BEGIN

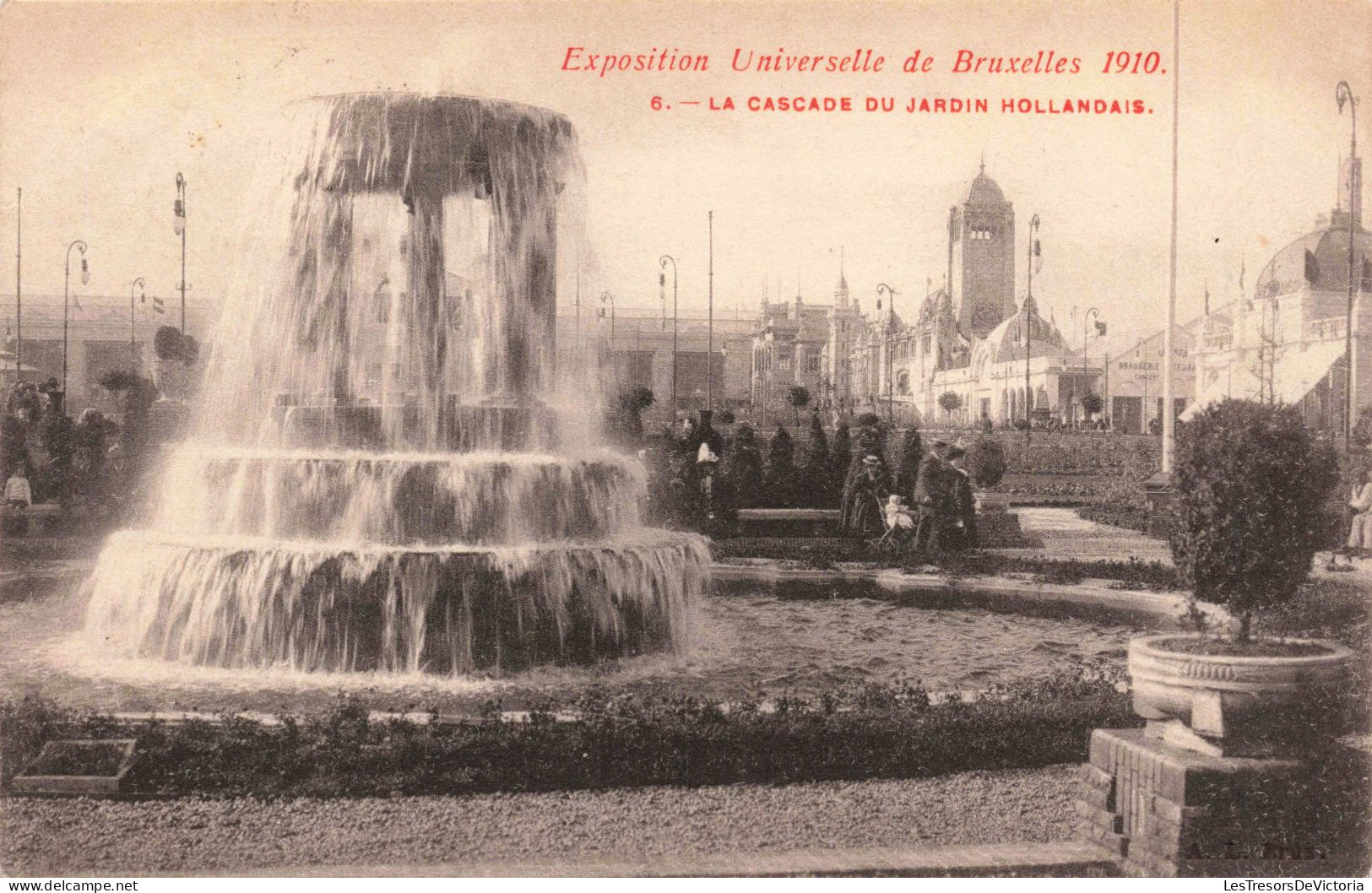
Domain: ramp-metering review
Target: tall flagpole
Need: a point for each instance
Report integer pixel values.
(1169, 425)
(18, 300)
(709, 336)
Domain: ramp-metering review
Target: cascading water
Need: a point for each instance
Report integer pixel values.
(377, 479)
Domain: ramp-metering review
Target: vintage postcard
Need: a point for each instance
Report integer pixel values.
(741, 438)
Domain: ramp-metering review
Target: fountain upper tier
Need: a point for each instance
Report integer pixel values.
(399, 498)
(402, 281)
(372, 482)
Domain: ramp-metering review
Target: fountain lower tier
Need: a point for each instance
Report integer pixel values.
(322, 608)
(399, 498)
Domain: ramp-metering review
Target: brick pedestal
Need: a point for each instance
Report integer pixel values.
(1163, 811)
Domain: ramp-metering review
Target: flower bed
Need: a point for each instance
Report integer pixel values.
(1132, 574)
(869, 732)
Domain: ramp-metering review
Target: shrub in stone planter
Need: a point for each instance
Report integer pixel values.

END

■ **About this exercise**
The lines you need are those containing "Target"; find them in the records and copy them.

■ **Task response**
Target: tall flagpole
Target: cascading water
Target: vintage postcard
Target: fountain upper tier
Target: fountain lower tier
Target: brick pedestal
Target: flower bed
Target: shrub in stone planter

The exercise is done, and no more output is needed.